_READING PASSAGE_
....................
From there, you can do “subtractive” arranging. “You are like a sculptor chopping away at the woodblock to create a work of art.” Thomas Hoffknecht mentions this in his masterclass. I can relate this to an assemblage artist: finding small fragments of materials as they come to the shore of your “mind”, then you put it together to form an entirely new piece.

8 bar loop, extended to 6 mins in length

This was enlightening as it organizes the creative process by making the artist/producer focus on one thing at a time. The production and “raw material gathering” is where one deals with recording a performance, sound design, programming, and etc. (Steve Roach compares this to the shooting phase in making a film) After one is able to shoot interesting “scenes” and you have all the footage you need, you can proceed to editing the film. Going back to music – arranging.

Sound sculpture

I’m hoping this will translate to more finished works.

Art and Life

Many things are happening in the world today, from the global pandemic, threats to freedom of speech, and racism. I’ve heard people say that in-spite of so-called “progress”they are afraid the younger generation is not in a better place at all. We are confronted with a multitude of social, community, family, and personal issues.

This has caused me to step back a bit and take stock of what’s been happening. With all these layers simultaneously happening, it is difficult to ignore them. In the creative space, lots of artists have been finding their own ways to express their opinions regarding the issues at hand and I continue to reflect and see how I can do the same.

Music is a way to penetrate the barriers of noise and return back to life. In music (as in art) there are always two layers at play – one is the craft, and the other, the message. The message is transmitted by the craft. Without the craft, one will not be able to deliver the message. The two are inexplicably intertwined.

The gravity of both concepts usually cause the individual to drift back and forth between focusing on the craft, and focusing on the message. I sometimes find myself being engrossed by details of the craft like compositional technique, scales, modes, equipment, audio engineering, arranging, effects, synthesizers, MIDI sequencers, (the list goes on and on). This is an entire universe to be immersed in and it is an exciting part of art.

But I also now know that this is just the first layer. To transcend to the next layer is to be immersed in the message, to the “truth” that it represents. Jean-Michel Basquiat said, “I don’t think about art when I’m working. I try to think about life.” Art is a representation of life, though not always literal, it does capture the awareness and frame of mind by which the creator grasps a certain aspect of life.

The tapestry of life is captured in a multitude of ways: There are songs about love, hate, anger, pain, fear, hope, lack of hope.. songs about government, anti-government, ideologies, philosophy, science, and numerous countless subjects – all having their own merit and bearing.
....................
_PROBLEM STATEMENT_
Resume the essay on music-making and the relation of art to life, continuing it after its last sentence.
....................
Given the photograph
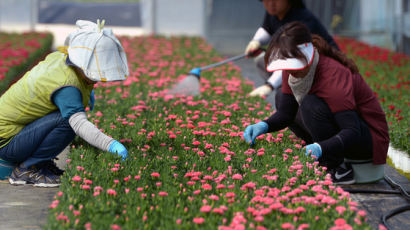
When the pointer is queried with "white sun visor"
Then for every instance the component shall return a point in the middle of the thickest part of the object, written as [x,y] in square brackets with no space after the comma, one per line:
[293,63]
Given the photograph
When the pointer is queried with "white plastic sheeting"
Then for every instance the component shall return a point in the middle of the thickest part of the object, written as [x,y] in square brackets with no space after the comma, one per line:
[18,15]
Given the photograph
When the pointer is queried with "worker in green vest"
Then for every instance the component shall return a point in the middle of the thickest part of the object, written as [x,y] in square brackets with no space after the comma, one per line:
[42,112]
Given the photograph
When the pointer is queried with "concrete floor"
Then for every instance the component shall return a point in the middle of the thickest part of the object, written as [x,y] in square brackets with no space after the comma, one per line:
[26,207]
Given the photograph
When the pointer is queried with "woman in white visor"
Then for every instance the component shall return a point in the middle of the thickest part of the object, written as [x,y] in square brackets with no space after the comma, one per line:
[340,113]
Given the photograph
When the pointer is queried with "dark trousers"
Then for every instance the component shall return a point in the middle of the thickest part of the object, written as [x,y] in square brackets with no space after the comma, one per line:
[39,141]
[315,122]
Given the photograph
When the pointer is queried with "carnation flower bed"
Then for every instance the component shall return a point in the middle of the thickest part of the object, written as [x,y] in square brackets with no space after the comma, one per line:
[18,52]
[188,166]
[387,73]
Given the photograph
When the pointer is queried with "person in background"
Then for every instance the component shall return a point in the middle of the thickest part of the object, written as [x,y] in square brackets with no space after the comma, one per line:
[278,13]
[43,111]
[339,111]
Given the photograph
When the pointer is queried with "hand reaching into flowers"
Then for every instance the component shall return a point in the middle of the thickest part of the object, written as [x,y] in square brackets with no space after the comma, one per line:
[253,131]
[313,150]
[117,147]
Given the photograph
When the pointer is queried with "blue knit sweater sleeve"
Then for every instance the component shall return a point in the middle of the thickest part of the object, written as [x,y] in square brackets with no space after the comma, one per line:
[69,101]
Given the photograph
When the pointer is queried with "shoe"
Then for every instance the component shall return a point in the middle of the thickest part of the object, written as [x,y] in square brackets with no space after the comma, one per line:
[51,165]
[343,174]
[38,177]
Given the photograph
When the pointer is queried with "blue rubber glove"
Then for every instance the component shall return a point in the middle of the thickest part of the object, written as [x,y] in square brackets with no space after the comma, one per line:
[117,147]
[253,131]
[92,100]
[313,150]
[196,71]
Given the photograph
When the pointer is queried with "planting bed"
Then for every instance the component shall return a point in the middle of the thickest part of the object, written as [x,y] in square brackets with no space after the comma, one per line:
[18,52]
[188,165]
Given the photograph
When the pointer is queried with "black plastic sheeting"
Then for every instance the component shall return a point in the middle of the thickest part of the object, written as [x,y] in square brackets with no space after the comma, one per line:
[115,14]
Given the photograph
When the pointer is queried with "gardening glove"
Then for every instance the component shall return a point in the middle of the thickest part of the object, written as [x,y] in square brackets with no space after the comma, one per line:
[253,48]
[117,147]
[313,150]
[253,131]
[263,90]
[92,100]
[196,72]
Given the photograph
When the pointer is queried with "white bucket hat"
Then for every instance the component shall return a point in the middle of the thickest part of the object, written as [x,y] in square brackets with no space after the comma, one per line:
[97,52]
[293,63]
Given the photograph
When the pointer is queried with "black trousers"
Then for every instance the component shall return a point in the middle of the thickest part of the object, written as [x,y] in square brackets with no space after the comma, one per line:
[315,122]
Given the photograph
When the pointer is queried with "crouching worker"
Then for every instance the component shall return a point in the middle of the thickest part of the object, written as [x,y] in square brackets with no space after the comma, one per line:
[339,111]
[42,112]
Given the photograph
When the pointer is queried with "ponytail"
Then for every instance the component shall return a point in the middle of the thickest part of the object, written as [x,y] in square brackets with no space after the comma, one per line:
[324,48]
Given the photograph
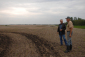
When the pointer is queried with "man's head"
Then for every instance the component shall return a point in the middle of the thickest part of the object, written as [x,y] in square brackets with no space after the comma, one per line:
[68,19]
[61,21]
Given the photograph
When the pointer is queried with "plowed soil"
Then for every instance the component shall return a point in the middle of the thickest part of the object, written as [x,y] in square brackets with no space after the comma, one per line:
[38,41]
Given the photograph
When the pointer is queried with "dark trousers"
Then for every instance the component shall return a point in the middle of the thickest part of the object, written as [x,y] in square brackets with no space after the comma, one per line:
[61,41]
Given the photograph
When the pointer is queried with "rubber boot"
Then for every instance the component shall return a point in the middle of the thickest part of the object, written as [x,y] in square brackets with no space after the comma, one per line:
[68,49]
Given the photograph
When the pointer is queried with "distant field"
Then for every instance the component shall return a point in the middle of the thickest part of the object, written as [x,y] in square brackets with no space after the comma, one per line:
[38,41]
[82,27]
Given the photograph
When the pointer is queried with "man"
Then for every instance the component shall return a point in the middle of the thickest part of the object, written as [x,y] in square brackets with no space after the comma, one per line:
[61,31]
[69,35]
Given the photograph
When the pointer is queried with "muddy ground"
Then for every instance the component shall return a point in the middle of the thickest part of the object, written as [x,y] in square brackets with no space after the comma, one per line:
[38,41]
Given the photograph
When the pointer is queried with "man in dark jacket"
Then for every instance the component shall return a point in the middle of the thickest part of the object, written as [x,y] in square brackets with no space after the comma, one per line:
[61,31]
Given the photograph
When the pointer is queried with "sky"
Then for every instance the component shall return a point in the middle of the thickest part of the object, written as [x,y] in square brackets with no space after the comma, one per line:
[40,11]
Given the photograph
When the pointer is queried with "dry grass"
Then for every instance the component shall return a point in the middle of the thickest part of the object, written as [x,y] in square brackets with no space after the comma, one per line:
[23,46]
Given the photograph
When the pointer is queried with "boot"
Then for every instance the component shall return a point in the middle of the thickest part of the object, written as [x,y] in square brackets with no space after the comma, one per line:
[68,49]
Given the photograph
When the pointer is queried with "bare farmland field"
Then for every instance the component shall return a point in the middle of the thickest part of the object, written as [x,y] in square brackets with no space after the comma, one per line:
[38,41]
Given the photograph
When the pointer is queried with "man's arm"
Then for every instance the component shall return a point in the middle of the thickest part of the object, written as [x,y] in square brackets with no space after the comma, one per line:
[70,32]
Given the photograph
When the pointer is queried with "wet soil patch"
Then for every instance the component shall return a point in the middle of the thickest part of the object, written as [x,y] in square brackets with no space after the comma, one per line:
[45,48]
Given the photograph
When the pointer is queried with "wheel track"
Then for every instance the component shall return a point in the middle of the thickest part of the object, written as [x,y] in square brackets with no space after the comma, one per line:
[44,47]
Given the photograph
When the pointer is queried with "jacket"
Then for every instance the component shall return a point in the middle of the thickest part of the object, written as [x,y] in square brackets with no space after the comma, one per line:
[63,29]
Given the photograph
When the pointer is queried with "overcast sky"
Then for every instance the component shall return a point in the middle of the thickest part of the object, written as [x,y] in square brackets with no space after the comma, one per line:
[39,11]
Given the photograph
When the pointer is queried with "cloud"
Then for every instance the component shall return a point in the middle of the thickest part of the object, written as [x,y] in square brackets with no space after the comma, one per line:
[42,11]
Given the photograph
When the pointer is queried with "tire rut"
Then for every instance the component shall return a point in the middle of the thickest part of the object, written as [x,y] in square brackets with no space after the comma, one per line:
[45,48]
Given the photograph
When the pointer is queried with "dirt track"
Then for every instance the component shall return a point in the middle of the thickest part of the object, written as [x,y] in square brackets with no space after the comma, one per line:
[36,41]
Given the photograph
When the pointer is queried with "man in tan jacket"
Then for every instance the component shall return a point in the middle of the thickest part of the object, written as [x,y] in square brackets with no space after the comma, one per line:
[69,34]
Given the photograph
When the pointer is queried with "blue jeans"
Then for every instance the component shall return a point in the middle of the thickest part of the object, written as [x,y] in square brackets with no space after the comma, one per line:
[69,42]
[63,38]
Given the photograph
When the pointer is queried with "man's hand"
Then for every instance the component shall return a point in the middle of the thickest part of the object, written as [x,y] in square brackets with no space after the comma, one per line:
[60,29]
[70,35]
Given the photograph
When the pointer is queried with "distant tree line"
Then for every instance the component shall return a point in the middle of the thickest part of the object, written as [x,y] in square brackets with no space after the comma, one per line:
[78,21]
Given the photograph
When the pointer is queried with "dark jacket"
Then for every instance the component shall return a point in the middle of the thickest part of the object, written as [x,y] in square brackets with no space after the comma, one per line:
[63,29]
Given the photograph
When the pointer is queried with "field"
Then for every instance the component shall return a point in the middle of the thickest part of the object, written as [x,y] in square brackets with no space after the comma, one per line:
[82,27]
[38,41]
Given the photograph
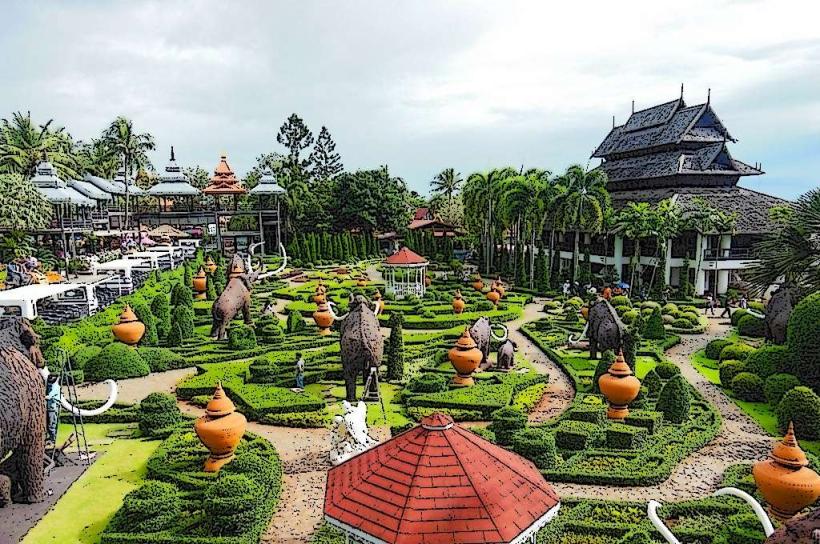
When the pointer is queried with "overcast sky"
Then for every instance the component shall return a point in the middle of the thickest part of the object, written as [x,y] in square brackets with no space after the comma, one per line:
[420,85]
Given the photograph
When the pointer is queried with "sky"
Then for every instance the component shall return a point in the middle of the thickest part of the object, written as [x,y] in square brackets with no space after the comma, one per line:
[420,85]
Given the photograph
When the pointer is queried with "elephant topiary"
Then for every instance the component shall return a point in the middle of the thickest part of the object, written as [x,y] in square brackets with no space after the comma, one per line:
[481,331]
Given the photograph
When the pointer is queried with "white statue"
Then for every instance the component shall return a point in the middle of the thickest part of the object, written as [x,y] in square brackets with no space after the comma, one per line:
[348,434]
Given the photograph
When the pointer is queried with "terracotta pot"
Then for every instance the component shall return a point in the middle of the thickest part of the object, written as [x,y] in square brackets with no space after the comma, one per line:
[130,329]
[458,303]
[785,480]
[323,318]
[465,358]
[620,387]
[220,430]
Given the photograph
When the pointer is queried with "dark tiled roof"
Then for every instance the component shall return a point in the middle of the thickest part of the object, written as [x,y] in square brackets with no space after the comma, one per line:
[752,206]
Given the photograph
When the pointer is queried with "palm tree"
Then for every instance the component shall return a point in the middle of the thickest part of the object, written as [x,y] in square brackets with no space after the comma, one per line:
[132,147]
[582,206]
[447,183]
[23,144]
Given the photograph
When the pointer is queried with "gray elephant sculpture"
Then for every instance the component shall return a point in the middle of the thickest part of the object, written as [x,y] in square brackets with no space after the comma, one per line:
[778,310]
[362,344]
[506,355]
[22,428]
[482,332]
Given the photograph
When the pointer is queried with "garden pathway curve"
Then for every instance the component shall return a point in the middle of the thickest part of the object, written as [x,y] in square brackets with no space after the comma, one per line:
[740,439]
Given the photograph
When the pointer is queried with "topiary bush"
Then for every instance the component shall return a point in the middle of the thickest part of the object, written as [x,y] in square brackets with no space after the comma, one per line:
[241,337]
[674,400]
[777,385]
[749,387]
[749,325]
[802,407]
[116,361]
[728,369]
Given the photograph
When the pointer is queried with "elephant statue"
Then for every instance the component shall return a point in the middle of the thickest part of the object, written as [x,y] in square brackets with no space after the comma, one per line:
[22,428]
[506,355]
[778,310]
[362,344]
[482,331]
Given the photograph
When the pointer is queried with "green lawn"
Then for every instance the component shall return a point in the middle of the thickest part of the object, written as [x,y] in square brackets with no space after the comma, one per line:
[83,512]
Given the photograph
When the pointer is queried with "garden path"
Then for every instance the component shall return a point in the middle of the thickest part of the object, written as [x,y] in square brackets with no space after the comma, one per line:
[740,439]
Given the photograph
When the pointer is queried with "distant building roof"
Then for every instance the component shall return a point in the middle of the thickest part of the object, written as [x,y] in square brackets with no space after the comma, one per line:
[438,482]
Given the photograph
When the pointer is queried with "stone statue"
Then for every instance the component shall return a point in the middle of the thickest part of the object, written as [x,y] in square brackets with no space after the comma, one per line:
[481,331]
[348,433]
[362,344]
[506,355]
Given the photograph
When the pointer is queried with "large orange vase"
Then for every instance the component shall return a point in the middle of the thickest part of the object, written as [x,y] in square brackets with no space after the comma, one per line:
[130,329]
[220,430]
[785,480]
[465,358]
[620,387]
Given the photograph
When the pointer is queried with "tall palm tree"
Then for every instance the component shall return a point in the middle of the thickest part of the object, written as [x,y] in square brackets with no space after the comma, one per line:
[447,183]
[23,143]
[132,146]
[582,206]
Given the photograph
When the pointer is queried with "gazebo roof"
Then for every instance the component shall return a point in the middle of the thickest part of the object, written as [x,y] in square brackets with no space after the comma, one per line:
[405,257]
[224,180]
[438,483]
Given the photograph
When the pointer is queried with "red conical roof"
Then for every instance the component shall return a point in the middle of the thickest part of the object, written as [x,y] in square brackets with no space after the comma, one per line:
[438,483]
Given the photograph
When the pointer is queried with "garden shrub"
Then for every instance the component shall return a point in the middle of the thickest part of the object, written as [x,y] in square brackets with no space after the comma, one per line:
[506,421]
[116,361]
[777,385]
[674,400]
[750,325]
[653,330]
[802,407]
[157,412]
[667,369]
[150,508]
[714,347]
[801,337]
[728,369]
[241,337]
[537,445]
[748,387]
[739,352]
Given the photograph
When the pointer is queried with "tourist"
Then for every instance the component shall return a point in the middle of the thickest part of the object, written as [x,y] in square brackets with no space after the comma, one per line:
[300,372]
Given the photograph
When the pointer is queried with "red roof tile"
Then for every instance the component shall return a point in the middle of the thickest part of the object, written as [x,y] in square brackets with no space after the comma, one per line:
[405,256]
[438,483]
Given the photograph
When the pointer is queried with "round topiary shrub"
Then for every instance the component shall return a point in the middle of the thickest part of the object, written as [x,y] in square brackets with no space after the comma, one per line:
[148,509]
[505,422]
[116,361]
[429,382]
[748,387]
[728,369]
[674,400]
[739,352]
[667,369]
[537,445]
[749,325]
[778,385]
[158,411]
[802,407]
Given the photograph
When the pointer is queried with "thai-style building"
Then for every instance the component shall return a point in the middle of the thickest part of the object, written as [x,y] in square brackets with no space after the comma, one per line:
[681,153]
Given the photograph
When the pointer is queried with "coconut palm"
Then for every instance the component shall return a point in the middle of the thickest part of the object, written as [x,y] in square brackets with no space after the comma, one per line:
[132,147]
[582,206]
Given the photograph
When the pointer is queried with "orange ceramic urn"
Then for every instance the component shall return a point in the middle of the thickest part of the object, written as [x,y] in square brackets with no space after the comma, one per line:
[465,358]
[200,283]
[220,430]
[129,330]
[323,318]
[620,387]
[784,479]
[458,303]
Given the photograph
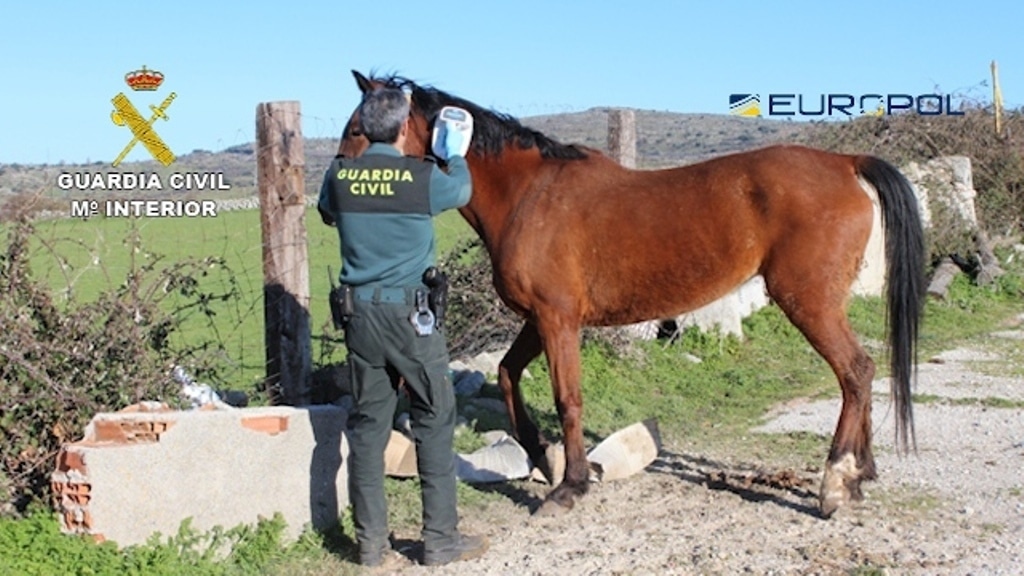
....................
_RESPONSE FOR THIS EXERCISE_
Aside from this, Music seems to be a very effective way to interact with the consciousness of other human beings as it can be the gateway for deeper pursuit of things in the process of growth. In other words, music may not literally change or transform the world, but it may affect a human being’s thoughts, which will affect their actions, which will ultimately affect their destiny and course of life.

I find that the most uplifting music comes from the direct application of “taking from the deep well of life”. There was an experience to be had and from that the music was born. What’s inspiring is that every moment is an experience and it is ever evolving. The exterior and interior life is full of moments and experiences that can be the seed of art and music. You can take this even further and tap the collective consciousness of human civilization and take the lessons and truths extracted from literature, spirituality, history, myths, archetypes, legends and etc. – These are all endless sources of life which in turn are endless sources of art.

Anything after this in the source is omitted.